Stated exercise:
Please collect every line of the records below that contains the word "woman", matching case exactly.

Material supplied:
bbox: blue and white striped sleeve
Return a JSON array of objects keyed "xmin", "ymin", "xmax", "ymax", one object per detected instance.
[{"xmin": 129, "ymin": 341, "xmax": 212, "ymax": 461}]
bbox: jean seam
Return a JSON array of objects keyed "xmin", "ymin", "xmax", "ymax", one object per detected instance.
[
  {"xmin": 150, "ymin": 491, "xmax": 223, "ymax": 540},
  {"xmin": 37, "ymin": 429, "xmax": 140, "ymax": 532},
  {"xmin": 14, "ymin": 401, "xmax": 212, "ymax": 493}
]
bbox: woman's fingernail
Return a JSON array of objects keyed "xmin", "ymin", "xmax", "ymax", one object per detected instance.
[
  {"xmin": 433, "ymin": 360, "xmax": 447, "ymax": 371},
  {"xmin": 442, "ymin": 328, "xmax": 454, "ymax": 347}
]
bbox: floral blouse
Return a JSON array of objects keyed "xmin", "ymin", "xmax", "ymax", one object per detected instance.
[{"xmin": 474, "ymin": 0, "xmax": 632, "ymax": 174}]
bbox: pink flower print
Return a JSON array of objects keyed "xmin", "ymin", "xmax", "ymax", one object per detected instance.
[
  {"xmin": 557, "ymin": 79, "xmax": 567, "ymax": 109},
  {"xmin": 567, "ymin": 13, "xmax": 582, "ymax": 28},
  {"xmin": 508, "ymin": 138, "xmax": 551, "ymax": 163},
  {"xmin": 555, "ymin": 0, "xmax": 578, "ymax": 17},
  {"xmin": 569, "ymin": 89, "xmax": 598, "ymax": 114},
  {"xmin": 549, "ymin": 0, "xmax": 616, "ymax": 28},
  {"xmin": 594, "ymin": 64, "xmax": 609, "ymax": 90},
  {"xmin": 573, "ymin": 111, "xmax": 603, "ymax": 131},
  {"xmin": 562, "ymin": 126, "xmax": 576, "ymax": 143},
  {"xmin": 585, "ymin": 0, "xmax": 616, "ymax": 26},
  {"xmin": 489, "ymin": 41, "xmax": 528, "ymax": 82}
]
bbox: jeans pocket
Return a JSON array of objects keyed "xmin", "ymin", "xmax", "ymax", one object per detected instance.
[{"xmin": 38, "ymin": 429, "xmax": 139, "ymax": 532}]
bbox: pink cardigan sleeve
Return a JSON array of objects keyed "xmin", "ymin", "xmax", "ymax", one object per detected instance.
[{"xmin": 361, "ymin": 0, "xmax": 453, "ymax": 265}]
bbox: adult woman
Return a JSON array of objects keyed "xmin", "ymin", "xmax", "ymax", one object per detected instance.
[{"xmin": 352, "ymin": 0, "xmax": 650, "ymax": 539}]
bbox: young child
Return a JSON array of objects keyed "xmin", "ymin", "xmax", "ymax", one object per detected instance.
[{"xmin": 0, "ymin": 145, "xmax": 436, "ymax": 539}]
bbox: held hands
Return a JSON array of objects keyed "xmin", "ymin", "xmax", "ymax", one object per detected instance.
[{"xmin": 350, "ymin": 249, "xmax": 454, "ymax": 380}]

Reply:
bbox: woman's fingernail
bbox: adult woman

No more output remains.